**GIVEN PROBLEM**: Find each line in the items below that contains the word "damselfly", and copy those lines.
** start RECORDS SUPPLIED **
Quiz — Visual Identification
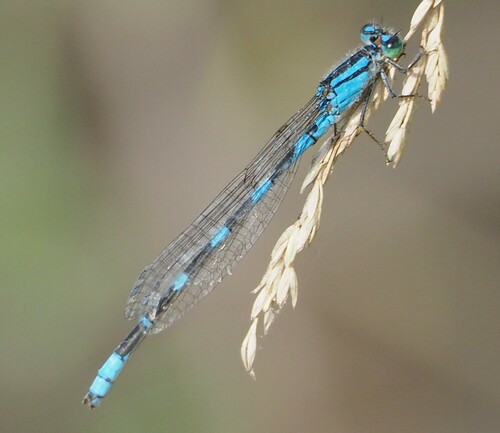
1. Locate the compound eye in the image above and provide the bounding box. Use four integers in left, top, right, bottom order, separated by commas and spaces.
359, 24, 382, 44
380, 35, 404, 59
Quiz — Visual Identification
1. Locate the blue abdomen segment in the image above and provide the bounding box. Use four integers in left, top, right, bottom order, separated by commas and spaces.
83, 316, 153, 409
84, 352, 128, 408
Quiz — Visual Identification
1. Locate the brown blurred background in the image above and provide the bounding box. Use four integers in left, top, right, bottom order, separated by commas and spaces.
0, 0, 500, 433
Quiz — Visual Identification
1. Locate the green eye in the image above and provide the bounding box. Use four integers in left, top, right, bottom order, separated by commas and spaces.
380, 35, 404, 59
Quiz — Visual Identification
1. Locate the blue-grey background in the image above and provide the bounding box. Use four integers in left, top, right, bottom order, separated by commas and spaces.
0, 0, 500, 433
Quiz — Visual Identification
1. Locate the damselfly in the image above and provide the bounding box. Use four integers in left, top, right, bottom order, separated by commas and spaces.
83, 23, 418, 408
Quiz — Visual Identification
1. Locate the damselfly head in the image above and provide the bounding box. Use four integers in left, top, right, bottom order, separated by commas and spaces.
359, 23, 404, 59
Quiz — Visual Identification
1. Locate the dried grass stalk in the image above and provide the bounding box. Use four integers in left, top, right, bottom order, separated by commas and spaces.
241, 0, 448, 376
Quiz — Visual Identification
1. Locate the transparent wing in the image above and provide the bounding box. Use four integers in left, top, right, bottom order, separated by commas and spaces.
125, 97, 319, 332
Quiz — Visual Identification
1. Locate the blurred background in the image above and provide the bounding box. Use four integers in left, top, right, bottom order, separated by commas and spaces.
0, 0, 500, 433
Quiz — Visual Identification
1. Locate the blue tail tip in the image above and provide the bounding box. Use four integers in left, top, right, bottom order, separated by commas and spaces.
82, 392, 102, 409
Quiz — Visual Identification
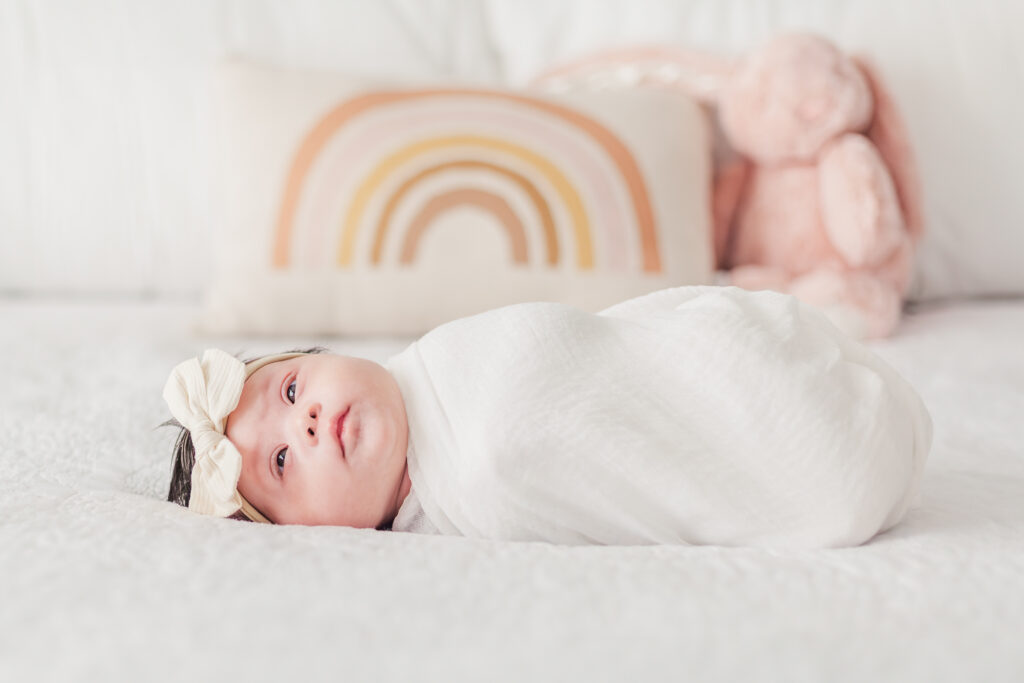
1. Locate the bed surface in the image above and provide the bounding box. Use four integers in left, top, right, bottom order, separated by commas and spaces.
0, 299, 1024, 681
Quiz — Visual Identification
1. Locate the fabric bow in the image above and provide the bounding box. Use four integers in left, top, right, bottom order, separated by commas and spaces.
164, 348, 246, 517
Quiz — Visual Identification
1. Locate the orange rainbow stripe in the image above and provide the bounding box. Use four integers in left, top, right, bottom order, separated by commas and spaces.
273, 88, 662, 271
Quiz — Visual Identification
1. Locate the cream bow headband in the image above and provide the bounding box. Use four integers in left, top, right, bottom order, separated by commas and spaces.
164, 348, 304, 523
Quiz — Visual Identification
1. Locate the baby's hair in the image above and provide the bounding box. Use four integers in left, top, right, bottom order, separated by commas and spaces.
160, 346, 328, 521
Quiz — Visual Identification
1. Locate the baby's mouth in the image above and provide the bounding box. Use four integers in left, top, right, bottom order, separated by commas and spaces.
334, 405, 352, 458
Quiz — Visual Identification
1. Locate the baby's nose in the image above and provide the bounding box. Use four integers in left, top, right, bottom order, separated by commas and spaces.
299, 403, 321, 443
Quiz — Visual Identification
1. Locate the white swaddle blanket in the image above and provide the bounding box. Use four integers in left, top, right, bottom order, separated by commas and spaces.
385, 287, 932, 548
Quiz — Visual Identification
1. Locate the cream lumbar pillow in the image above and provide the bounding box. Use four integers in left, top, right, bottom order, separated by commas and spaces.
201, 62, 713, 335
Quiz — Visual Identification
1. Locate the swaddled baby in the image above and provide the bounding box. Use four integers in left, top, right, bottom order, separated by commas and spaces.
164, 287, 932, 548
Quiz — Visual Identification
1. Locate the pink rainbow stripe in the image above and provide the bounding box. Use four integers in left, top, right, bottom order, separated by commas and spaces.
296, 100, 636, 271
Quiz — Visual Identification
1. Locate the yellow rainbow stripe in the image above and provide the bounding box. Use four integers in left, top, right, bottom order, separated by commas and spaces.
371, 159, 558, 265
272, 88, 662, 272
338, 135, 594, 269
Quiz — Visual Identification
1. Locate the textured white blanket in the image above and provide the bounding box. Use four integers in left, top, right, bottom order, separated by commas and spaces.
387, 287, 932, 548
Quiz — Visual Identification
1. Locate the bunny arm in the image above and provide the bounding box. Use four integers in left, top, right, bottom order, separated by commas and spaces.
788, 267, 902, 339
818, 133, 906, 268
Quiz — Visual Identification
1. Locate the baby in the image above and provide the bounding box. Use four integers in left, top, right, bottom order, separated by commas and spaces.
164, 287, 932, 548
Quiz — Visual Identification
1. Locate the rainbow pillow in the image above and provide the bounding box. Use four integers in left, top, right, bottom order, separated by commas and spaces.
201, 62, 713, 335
** end RECORDS SUPPLIED **
**RESULT**:
1. Locate the damselfly in the image above and provide the bounding box. Use four integers in left, top, right, bottom order, separated by commas and spaces.
1. Locate the damselfly head in the image above and provide the bounding box. Use four integers in left, top, right, bottom order, separated by commas and spaces.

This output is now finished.